* EXERCISE
Reproduce word for word everything in the records from the line containing "det: distant mountain ridge" down to the line containing "[0,444,775,818]", with both of those lines included.

* ENTRIES SUPPLIED

**********

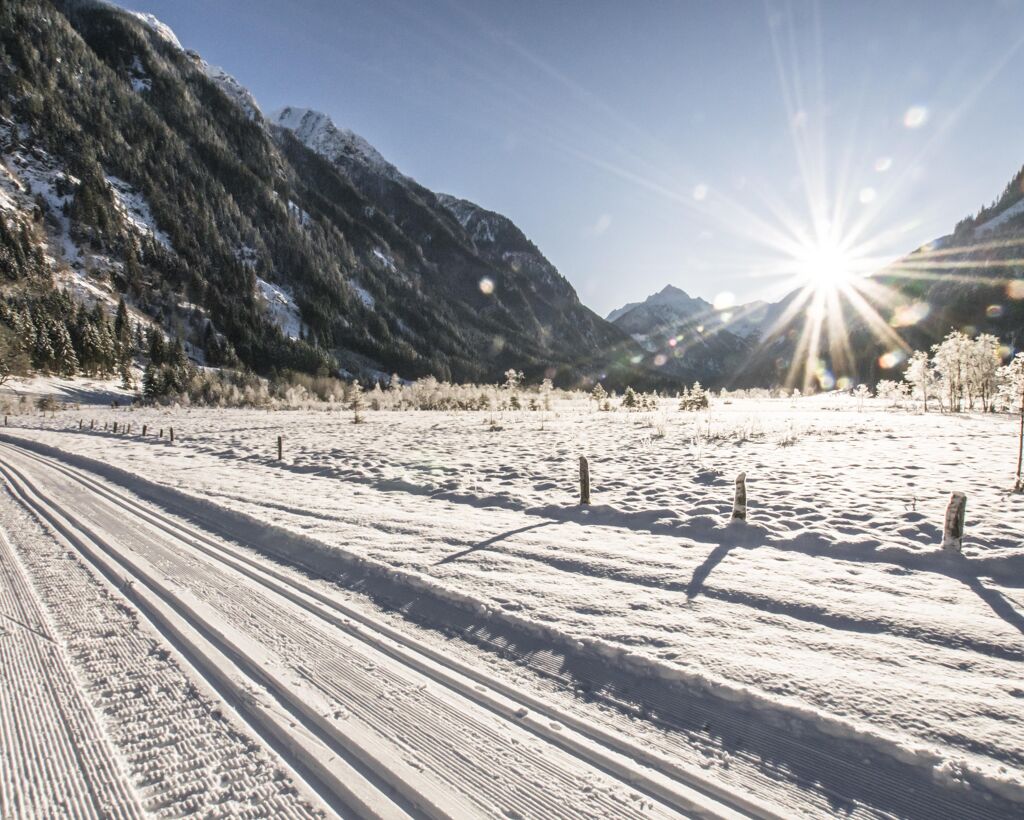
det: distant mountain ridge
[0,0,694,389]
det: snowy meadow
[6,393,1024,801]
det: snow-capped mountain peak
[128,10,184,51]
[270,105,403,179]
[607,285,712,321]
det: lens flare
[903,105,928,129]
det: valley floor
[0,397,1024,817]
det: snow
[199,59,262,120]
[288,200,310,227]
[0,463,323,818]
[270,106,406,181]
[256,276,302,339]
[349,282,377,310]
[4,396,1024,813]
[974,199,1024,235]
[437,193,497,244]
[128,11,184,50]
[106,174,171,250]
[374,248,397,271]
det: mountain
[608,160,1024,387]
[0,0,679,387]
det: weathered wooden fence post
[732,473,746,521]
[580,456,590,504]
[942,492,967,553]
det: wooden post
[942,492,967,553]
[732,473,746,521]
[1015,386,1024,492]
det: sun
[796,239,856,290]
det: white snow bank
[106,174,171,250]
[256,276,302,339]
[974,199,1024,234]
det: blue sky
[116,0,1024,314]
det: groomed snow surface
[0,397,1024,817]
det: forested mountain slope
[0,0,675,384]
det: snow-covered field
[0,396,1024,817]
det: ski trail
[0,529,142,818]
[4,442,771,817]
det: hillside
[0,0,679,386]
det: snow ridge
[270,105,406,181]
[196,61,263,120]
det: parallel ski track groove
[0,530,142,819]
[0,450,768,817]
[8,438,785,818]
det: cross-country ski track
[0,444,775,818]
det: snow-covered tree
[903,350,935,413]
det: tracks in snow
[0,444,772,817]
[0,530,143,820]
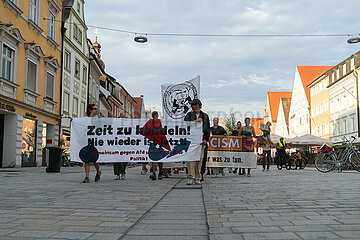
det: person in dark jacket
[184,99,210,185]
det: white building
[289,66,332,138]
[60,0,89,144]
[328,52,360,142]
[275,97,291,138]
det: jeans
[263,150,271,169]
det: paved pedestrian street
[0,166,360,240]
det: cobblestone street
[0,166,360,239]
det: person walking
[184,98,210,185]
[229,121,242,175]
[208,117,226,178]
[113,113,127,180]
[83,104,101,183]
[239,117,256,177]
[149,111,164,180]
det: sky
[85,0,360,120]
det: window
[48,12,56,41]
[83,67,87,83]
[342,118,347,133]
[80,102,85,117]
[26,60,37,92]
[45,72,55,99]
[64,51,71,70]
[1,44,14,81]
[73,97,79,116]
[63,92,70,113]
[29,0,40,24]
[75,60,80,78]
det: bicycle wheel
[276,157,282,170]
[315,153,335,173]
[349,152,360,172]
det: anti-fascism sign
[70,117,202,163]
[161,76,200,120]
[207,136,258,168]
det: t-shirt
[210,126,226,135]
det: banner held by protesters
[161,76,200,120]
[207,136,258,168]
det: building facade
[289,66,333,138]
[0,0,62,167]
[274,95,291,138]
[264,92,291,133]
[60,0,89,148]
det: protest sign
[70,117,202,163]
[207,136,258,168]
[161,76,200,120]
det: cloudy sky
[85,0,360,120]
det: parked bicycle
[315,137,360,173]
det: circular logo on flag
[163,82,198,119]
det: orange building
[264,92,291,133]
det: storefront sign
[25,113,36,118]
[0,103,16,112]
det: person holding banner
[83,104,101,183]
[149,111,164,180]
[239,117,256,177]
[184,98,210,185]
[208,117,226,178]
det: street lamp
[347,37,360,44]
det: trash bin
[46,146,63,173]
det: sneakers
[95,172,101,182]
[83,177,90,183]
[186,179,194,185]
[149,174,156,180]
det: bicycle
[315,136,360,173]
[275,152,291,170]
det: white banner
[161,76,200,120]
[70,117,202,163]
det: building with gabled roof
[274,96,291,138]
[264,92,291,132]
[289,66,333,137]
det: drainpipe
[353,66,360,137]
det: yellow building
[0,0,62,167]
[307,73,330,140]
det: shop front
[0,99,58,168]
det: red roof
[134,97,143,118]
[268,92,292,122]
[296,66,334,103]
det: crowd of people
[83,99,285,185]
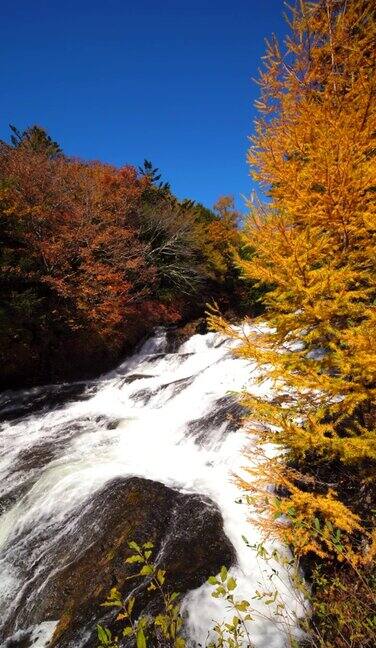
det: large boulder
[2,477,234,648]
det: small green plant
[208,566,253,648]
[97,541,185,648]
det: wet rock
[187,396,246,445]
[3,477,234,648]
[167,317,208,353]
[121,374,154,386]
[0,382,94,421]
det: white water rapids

**********

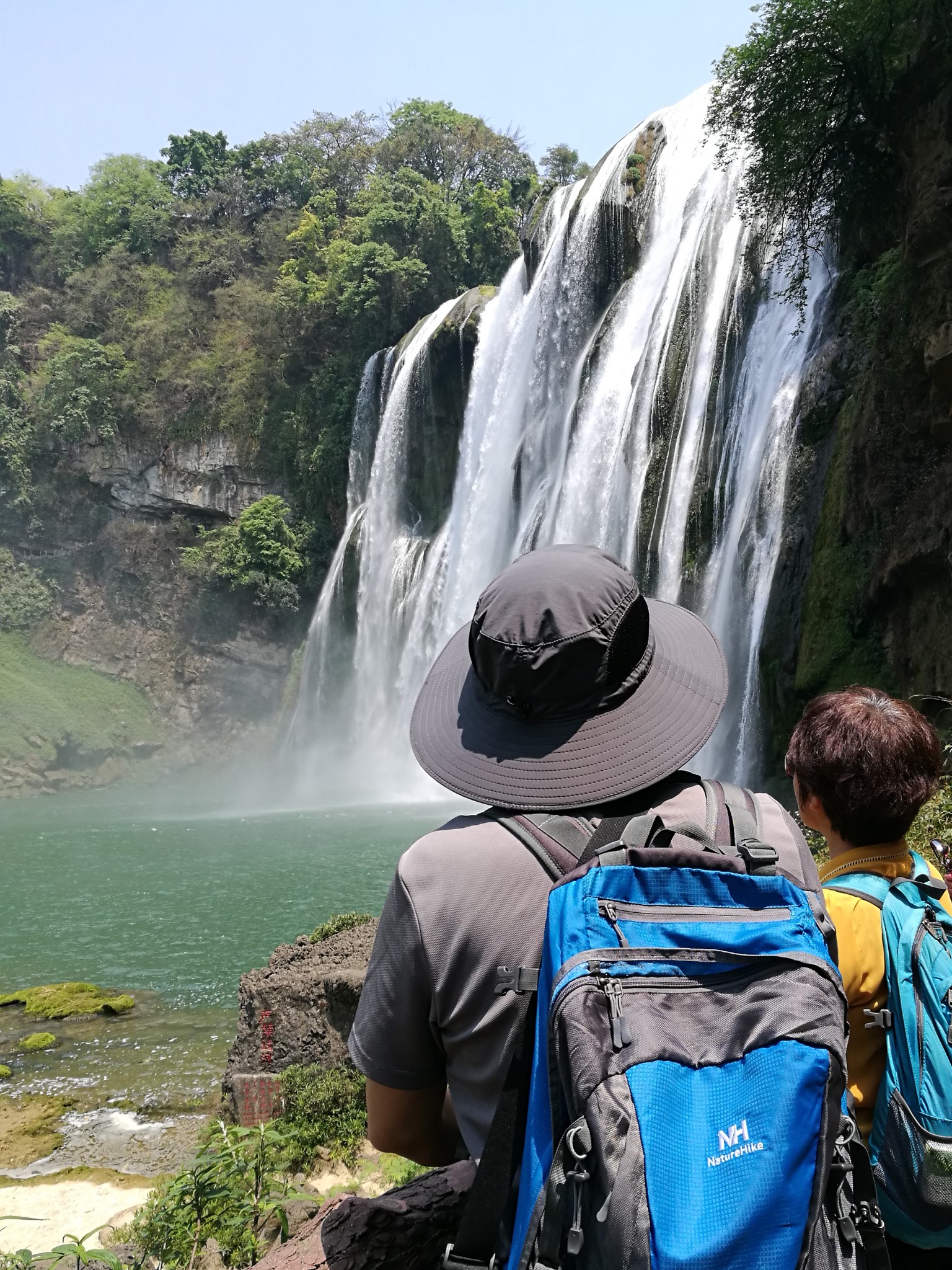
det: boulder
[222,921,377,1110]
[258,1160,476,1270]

**********

* THE RESPONSE
det: distant mountain ridge
[0,0,694,389]
det: snowy meadow
[6,393,1024,801]
det: snow-capped mountain peak
[128,10,184,51]
[270,105,403,179]
[607,285,712,321]
det: lens flare
[903,105,928,129]
det: valley floor
[0,397,1024,817]
det: snow
[199,59,262,120]
[288,200,310,227]
[0,463,323,818]
[270,106,406,181]
[256,276,302,339]
[349,282,377,310]
[4,396,1024,813]
[974,199,1024,235]
[437,193,497,244]
[128,11,184,50]
[106,174,171,250]
[374,248,397,271]
det: mountain
[608,160,1024,387]
[0,0,679,387]
det: weathered wooden fence post
[732,473,746,521]
[580,456,590,504]
[942,492,967,553]
det: wooden post
[942,492,967,553]
[732,473,746,521]
[1015,386,1024,492]
det: sun
[796,239,856,290]
det: white snow bank
[106,174,171,250]
[256,276,302,339]
[974,199,1024,234]
det: blue sky
[116,0,1024,314]
det: groomed snow surface
[0,397,1024,817]
det: forested mountain slope
[0,0,675,384]
det: snow-covered field
[0,396,1024,817]
det: ski trail
[0,529,142,818]
[4,442,771,817]
det: hillside
[0,0,679,386]
det: snow ridge
[270,105,406,181]
[196,61,263,120]
det: parallel ski track groove
[0,530,142,819]
[0,450,768,817]
[8,438,785,818]
det: cross-country ski track
[0,444,775,818]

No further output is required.